**Tarefa proposta**: Substitua "Show me with a point" por "Mark with a point" em todos os itens abaixo e mantenha todo o resto inalterado.
____________________
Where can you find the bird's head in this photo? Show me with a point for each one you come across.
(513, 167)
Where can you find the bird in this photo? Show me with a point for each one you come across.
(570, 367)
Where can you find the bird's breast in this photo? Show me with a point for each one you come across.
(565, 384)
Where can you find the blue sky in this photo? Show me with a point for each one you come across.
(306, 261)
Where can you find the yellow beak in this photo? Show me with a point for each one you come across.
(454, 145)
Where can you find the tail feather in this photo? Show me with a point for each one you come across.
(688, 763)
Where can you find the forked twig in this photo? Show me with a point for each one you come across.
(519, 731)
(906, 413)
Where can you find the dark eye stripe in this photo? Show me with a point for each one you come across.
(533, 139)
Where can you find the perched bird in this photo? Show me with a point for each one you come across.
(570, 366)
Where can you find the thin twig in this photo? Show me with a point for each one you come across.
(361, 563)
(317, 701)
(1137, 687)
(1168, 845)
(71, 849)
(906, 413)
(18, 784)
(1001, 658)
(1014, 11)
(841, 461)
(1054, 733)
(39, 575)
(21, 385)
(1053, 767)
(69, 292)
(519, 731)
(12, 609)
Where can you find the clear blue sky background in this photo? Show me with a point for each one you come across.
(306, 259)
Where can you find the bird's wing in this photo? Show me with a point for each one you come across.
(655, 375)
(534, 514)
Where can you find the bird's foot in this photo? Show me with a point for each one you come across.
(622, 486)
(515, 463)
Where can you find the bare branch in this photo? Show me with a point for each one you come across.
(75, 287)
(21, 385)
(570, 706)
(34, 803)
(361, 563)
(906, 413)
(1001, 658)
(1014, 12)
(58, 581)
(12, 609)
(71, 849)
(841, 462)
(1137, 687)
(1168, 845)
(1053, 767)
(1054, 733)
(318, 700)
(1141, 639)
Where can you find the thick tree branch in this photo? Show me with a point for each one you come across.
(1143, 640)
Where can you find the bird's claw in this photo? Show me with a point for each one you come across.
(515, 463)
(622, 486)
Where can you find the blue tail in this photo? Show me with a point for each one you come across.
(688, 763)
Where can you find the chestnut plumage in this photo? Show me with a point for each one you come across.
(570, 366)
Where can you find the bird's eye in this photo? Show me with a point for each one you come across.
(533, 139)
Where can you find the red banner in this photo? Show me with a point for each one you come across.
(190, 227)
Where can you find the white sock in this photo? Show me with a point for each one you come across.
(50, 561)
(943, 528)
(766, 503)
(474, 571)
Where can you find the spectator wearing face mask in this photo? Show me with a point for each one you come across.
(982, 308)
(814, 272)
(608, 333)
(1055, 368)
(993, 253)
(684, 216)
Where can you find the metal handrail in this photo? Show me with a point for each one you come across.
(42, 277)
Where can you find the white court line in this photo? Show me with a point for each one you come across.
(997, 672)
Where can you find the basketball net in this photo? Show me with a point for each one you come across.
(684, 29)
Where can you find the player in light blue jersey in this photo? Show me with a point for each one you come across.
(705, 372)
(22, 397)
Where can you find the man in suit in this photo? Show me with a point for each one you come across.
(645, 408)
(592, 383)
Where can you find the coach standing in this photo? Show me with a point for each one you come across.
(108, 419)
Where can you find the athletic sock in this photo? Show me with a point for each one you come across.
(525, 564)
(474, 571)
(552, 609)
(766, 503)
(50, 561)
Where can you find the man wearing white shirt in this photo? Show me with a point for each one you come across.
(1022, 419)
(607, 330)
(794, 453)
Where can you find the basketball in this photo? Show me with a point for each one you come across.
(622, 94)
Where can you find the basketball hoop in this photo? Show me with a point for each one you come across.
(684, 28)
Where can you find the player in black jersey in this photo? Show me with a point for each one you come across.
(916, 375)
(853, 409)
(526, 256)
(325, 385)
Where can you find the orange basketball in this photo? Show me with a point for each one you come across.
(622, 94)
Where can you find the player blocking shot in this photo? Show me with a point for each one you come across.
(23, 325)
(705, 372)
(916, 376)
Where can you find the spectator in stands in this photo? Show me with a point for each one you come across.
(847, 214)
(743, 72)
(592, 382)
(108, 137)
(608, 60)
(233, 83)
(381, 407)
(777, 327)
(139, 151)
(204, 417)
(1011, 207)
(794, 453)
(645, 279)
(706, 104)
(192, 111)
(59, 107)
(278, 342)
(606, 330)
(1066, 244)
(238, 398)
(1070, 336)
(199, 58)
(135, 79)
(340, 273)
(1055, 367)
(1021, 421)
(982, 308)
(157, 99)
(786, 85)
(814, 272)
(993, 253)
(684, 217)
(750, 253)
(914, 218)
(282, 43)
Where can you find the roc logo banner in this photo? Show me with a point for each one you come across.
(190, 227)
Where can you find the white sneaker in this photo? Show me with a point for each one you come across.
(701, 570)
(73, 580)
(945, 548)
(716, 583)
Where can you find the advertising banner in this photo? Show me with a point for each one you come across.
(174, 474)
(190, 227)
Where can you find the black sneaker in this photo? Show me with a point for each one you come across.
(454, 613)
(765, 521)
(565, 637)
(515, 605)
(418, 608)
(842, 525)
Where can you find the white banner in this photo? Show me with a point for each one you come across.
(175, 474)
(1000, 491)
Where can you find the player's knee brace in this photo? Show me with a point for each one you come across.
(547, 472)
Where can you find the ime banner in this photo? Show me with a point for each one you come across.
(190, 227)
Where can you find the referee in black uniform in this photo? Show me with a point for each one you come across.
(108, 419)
____________________
**Resposta da tarefa**:
Where can you find the bird's head in this photo? Mark with a point for each one you come across.
(513, 167)
Where can you find the bird in this photo? Mark with a point for each one you come across.
(570, 367)
Where can you find the bird's breast in this photo? Mark with a point for each one you come across.
(565, 384)
Where can you find the blue sky in this photo? Mark with a point for each one you come across.
(306, 261)
Where can you find the yellow beak in this photo? Mark with a point for each one you come across.
(454, 145)
Where can you find the tail feather in this photo? Mark with a point for each one you come across.
(688, 763)
Where can you find the forked twig in this photo? Mark with a point for each one you come across.
(519, 731)
(906, 413)
Where can you find the dark eye stripe in this photo? Mark with a point for each one you come across.
(533, 139)
Where can you find the perched bird in this photo? Mark with a point for each one you come across.
(570, 366)
Where can you find the thin twig in this photo? Mark with a point for each one you come across.
(361, 563)
(317, 701)
(1137, 687)
(1168, 845)
(71, 849)
(906, 413)
(18, 784)
(1001, 658)
(1014, 11)
(841, 461)
(1054, 733)
(39, 575)
(21, 385)
(1053, 767)
(69, 292)
(519, 731)
(12, 609)
Where can you find the clear blue sky background in this photo? Mark with a point for each one you come across.
(306, 259)
Where can you find the bird's wing in this photo? Mark with a point for each one you come across.
(655, 375)
(534, 514)
Where can you find the bird's foot in this photo? Mark with a point for each one you come across.
(622, 486)
(515, 463)
Where can you find the bare branch in this photo? Mark with a point for each one you come across.
(75, 287)
(21, 385)
(570, 706)
(34, 803)
(361, 563)
(906, 413)
(1001, 658)
(1014, 12)
(58, 581)
(12, 609)
(71, 849)
(841, 462)
(1137, 687)
(1168, 845)
(1053, 767)
(1054, 733)
(318, 700)
(1141, 639)
Where can you find the thick tree branch in this photo? Mark with a point for each one you come across.
(1143, 640)
Where can you find the bird's claw in this photo? Mark with a point for each one you come across.
(515, 463)
(622, 486)
Where can you find the blue tail in this photo? Mark with a point for each one you come across.
(688, 763)
Where can you find the chestnut plumage in this photo? Mark with a point for each one you come across.
(570, 366)
Where can you find the bird's eye in this photo? Mark with a point for each one you come across.
(533, 139)
Where can you find the red banner in this photo? Mark with a point for each one you come across.
(190, 227)
Where can you find the white sock in this photo? Mark with a point for each one you come across.
(50, 561)
(943, 528)
(766, 503)
(474, 571)
Where can you find the spectator wearing face mask in this photo? Mark with a point for each one you come across.
(982, 308)
(814, 272)
(608, 333)
(1055, 368)
(993, 253)
(684, 216)
Where can you find the metal handrail in this photo? Mark with a point for each one you come across.
(42, 277)
Where can you find the white court line in this photo? Mark with a point for each one you come across.
(997, 672)
Where can you find the basketball net in this photo? Mark with a point for each one you come across.
(684, 29)
Where can you find the player in light blue jersey in this photo? Mark with a point for each one you come across.
(705, 372)
(22, 397)
Where can you find the man in suit in this photo? Mark with a point for each one you come across.
(645, 408)
(592, 383)
Where can you find the coach standing in this photo? Mark with a point for each one you come across.
(108, 419)
Where can you find the athletic sock in this photo? Mark with a point for each one you come across.
(525, 564)
(474, 571)
(552, 609)
(766, 503)
(50, 561)
Where can you find the man wearing white shirt in this photo? Mark with a point for each one you come across.
(1022, 419)
(607, 330)
(794, 453)
Where can you find the basketball in this photo? Mark with a point for each one you come across.
(622, 94)
Where can you find the basketball hoop in this photo? Mark with a point for each one you come across.
(684, 28)
Where can you find the player in black jersey in this photo? Mark with a point for each one you come across.
(916, 375)
(853, 409)
(526, 256)
(325, 385)
Where can you find the orange basketball in this photo? Mark with a point for each one you come across.
(622, 94)
Where can you find the player blocking shot in this photo? Mark with a point for each one you come across.
(23, 325)
(705, 372)
(916, 376)
Where can you find the spectator in stands in this photo? Mark with a point for each one you come across.
(847, 214)
(743, 72)
(592, 382)
(108, 137)
(608, 60)
(233, 83)
(381, 407)
(777, 327)
(139, 151)
(204, 417)
(1011, 207)
(794, 453)
(645, 279)
(706, 104)
(192, 111)
(59, 107)
(278, 342)
(606, 330)
(1066, 244)
(238, 398)
(1070, 336)
(199, 58)
(135, 79)
(340, 273)
(1055, 367)
(1021, 421)
(982, 308)
(157, 99)
(786, 85)
(814, 272)
(993, 253)
(684, 217)
(750, 253)
(914, 218)
(282, 43)
Where can you find the roc logo banner in this photo? Mark with a point for each one you come across.
(190, 227)
Where can you find the white sneaker in this photo? Mark with a point for each one you come across.
(701, 570)
(73, 580)
(945, 548)
(716, 583)
Where can you find the advertising banner in this photo? Mark with a point for each one you come across.
(174, 474)
(190, 227)
Where can you find the black sneaker in this photo? Mark with a point for each one you come across.
(454, 613)
(765, 521)
(565, 637)
(515, 605)
(418, 608)
(842, 525)
Where can you find the white banner in this photo? Mark with a point for each one you come across.
(175, 474)
(1000, 491)
Where can you find the player's knee brace in this photo? Mark with a point for each one you come across.
(547, 472)
Where can you find the ime banner in this photo? Mark with a point for each one you come across.
(190, 227)
Where can you find the referee in black uniform in this photo? Mark with a point for each one you come across.
(108, 419)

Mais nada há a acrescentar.